■ **PETUNJUK**:
Tuliskan ulang tanpa perubahan bagian teks tentang sejarah sufisme yang dibuka dengan kata-kata yang memuat "Hal ini seperti" dan ditutup dengan "abad ke-6 H.".

Hal ini seperti ditunjukkan oleh kelompok yang disebut kaum sufi. Mereka
memiliki peran yang cukup kuat dalam hal ini. Sufisme telah tumbuh di dunia
Islam sejak abad ke-2 H./8 M., menjadi matang pada sekitar abad ke-4 dan 5 H.,
dan mulai bertransformasi menjadi gerakan sosial yang berbentuk lembaga-lembaga
tarekat pada abad ke-6 H.
Para
sarjana Muslim klasik yang menulis sejarah perkembangan sufisme, bahkan
mensinyalir sufisme merupakan praktik religiusitas yang bersumber dari Nabi
Muhammad saw., dilanjutkan para sahabatnya, dan berkembang lebih luas pada masa
setelahnya. Misalnya, al-Kalabadzi (380 H.), al-Qushairi (465 H.) dan al-Hujwiri. Pakar hadis kenamaan, Abu Nu’aim al-Ashbihani
(4390 H.), mencatat pertumbuhan kecenderungan sufistik dalam karyanya Hilyatul
Auliya’ yang merangkum tokoh-tokoh besar Islam; sejak masa Nabi saw. hingga
era dia hidup pada abad kelima hijriah. Berbeda dengan mereka adalah Ibnu
Taimiah (728 H.) yang mensinyalir kemunculan pertama kali sufisme adalah pada
abad kedua hijriah. Menurutnya, sufisme lahir di dua kota utama. Basrah dan
Kufah. Basrah menurut penilaiannya lebih kuat disebut sebagai pusat awal
perkembangan sufisme Islam. Dalam sebuah tageline yang cukup terkenal saat itu,
“Fiqhun Kufiyun, Zuhdun Basriyyun” (fiqh orang Kufah, asketisme orang Basrah). Secara
sosiologis, kesimpulan Ibnu Taimiah tentang kemunculan tasawuf pada abad kedua
ini dikuatkan oleh Ibnu Khaldun (808 H.).

■ **DATA TERSEDIA**:
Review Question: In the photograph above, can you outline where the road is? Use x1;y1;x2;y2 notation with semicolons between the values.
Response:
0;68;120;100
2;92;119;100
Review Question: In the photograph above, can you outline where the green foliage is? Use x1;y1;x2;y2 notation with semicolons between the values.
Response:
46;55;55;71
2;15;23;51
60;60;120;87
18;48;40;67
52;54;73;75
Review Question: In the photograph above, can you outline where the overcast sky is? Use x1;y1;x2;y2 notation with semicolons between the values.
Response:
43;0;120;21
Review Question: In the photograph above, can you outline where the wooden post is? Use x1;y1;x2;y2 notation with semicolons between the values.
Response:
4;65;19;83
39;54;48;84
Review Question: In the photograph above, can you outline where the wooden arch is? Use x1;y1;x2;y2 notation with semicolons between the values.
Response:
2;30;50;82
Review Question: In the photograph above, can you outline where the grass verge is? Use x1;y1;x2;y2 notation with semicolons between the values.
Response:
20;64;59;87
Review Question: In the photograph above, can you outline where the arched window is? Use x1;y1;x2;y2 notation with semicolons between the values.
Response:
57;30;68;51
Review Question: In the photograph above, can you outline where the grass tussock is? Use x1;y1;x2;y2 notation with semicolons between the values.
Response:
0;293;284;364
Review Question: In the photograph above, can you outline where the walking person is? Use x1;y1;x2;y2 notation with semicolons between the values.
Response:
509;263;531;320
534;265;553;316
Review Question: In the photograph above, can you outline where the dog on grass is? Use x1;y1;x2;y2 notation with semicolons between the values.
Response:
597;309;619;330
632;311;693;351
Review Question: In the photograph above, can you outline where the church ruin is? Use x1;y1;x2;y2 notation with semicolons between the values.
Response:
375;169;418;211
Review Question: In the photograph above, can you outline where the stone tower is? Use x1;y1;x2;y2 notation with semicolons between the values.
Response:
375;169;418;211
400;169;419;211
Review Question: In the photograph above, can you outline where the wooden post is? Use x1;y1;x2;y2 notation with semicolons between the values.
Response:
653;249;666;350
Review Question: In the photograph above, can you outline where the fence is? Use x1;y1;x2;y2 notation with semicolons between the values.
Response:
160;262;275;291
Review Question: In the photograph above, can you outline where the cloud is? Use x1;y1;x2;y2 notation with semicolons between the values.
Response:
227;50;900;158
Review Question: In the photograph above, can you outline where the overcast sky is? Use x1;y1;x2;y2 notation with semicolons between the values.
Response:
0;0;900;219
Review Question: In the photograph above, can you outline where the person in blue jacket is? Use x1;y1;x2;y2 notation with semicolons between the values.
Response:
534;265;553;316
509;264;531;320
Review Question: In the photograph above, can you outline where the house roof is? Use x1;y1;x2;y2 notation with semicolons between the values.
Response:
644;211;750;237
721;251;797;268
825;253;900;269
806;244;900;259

■ **JAWABAN**:
Hal ini seperti ditunjukkan oleh kelompok yang disebut kaum sufi. Mereka
memiliki peran yang cukup kuat dalam hal ini. Sufisme telah tumbuh di dunia
Islam sejak abad ke-2 H./8 M., menjadi matang pada sekitar abad ke-4 dan 5 H.,
dan mulai bertransformasi menjadi gerakan sosial yang berbentuk lembaga-lembaga
tarekat pada abad ke-6 H.